+++ ENTRIES +++

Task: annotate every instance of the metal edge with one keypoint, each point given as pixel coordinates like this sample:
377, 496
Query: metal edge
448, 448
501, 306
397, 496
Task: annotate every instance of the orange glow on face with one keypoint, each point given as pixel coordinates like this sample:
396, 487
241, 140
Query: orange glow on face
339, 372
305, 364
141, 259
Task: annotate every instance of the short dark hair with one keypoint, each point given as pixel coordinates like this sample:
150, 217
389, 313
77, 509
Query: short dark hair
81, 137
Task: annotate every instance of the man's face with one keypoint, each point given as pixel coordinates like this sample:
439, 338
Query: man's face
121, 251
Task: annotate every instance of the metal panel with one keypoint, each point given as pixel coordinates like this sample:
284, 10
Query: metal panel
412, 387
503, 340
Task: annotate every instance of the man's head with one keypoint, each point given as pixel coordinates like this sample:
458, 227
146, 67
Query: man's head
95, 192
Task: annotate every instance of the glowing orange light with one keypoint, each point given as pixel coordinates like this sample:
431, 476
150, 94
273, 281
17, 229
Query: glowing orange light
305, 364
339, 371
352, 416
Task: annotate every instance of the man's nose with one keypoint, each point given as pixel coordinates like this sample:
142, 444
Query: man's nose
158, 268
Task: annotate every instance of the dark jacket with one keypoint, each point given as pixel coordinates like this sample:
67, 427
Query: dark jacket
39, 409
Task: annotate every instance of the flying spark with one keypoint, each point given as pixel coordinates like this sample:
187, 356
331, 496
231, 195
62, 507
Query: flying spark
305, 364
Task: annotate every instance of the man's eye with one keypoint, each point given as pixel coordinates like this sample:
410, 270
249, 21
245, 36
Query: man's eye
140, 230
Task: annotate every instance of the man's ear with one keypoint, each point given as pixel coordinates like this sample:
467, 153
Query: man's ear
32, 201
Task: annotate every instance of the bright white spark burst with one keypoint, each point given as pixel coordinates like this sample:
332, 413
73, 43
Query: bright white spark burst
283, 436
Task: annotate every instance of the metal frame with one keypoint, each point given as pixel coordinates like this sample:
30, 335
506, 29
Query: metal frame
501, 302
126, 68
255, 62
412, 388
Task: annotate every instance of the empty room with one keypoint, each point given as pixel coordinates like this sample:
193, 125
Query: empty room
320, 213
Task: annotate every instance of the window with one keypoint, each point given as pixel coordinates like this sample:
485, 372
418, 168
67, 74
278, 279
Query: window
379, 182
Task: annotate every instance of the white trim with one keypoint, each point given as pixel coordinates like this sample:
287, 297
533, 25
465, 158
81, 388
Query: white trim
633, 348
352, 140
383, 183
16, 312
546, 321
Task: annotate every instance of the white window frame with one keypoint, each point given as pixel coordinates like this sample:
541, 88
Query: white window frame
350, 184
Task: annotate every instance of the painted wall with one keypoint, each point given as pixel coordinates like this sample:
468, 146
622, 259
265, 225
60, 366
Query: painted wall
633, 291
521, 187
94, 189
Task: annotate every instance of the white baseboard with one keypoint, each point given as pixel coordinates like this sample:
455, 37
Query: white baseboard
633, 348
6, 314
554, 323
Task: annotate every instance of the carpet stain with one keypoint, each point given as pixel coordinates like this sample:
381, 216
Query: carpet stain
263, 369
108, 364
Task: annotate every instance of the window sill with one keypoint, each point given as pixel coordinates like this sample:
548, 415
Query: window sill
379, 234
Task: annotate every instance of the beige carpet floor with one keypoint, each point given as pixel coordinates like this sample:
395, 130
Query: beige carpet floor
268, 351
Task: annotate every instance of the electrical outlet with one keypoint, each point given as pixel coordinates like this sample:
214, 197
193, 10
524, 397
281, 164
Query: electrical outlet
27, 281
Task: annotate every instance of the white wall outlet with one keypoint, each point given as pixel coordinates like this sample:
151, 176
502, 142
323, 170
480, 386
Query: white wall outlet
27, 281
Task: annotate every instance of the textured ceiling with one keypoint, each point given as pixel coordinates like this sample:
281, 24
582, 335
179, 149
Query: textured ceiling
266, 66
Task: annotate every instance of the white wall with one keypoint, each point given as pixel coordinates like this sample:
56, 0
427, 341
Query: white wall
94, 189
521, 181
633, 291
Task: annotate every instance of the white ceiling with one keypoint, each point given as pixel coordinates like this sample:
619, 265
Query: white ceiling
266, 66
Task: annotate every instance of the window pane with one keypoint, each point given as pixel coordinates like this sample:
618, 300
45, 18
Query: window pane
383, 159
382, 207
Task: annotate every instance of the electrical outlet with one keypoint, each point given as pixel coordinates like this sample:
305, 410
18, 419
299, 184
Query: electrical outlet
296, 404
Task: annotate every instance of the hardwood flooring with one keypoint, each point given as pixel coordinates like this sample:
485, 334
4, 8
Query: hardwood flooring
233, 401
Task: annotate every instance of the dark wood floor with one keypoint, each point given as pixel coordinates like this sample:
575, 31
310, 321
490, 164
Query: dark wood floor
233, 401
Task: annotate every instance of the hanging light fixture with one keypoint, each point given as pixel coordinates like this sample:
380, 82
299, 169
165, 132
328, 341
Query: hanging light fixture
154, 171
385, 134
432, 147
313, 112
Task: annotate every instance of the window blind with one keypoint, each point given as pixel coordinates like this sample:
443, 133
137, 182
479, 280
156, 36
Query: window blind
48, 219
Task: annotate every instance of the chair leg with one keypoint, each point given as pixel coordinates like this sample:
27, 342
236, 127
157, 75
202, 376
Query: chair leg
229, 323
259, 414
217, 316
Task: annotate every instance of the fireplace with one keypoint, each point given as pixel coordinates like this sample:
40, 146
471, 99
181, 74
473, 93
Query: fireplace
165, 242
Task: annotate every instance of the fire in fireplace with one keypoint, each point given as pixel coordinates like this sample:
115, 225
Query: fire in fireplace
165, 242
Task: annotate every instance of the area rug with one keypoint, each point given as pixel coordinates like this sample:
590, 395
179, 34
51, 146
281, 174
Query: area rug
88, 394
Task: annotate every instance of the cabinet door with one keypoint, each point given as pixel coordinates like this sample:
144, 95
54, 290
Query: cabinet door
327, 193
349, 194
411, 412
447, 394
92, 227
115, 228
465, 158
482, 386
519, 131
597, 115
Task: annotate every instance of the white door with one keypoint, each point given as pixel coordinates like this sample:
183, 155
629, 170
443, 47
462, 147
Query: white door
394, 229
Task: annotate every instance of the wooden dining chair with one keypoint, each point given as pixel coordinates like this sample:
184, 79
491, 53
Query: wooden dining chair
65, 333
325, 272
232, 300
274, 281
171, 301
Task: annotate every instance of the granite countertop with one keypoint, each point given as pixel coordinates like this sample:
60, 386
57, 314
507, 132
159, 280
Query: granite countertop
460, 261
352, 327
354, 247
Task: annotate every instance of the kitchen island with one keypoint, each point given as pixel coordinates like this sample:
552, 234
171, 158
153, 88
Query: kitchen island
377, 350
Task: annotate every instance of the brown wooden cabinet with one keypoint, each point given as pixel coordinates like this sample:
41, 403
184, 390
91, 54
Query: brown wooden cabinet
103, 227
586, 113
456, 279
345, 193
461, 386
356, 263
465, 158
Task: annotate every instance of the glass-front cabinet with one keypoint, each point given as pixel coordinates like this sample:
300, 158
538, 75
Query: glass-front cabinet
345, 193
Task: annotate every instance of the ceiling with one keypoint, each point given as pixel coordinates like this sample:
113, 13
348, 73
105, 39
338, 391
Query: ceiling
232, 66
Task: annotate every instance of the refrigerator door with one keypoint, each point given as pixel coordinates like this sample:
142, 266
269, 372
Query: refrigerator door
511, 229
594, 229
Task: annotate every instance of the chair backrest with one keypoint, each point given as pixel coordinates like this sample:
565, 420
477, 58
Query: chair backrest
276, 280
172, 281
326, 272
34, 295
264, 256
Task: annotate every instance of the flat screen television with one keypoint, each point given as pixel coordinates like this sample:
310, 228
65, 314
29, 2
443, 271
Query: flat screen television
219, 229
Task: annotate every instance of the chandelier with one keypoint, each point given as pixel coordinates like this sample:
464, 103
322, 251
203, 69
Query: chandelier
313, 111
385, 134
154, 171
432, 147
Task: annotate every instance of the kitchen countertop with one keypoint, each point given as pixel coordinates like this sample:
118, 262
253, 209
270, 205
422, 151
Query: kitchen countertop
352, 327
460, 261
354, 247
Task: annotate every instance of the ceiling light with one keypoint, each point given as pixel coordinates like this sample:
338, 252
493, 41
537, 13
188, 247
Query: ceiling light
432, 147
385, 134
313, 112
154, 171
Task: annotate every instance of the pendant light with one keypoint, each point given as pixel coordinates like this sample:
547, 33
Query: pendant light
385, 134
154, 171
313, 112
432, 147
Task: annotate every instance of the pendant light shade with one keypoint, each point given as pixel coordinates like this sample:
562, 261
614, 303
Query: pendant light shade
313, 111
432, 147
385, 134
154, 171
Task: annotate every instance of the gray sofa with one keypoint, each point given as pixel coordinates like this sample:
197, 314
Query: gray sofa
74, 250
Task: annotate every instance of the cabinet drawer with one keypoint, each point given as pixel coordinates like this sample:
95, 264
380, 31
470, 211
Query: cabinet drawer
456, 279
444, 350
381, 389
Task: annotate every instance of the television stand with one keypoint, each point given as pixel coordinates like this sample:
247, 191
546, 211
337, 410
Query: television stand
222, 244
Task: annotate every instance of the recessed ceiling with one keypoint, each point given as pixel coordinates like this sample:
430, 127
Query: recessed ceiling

+++

## TASK INSTRUCTIONS
The lines to reproduce run from the line containing "Task: annotate every instance of the cabinet drawer" to the end of the listing; write them out exactly and add nothing.

## RESPONSE
Task: annotate every instance of the cabinet drawer with one keypoint, each point given as pixel coordinates like this sample:
95, 264
380, 31
470, 211
Query: cabinet drawer
456, 279
444, 350
381, 389
Task: annotate every instance of the television stand with one keypoint, each point given as pixel coordinates like this sample:
247, 191
546, 211
337, 410
Query: television stand
222, 244
Task: annotate every instance of the recessed ceiling with one keypoint, each point given as pixel coordinates like this sample:
430, 127
Query: recessed ceiling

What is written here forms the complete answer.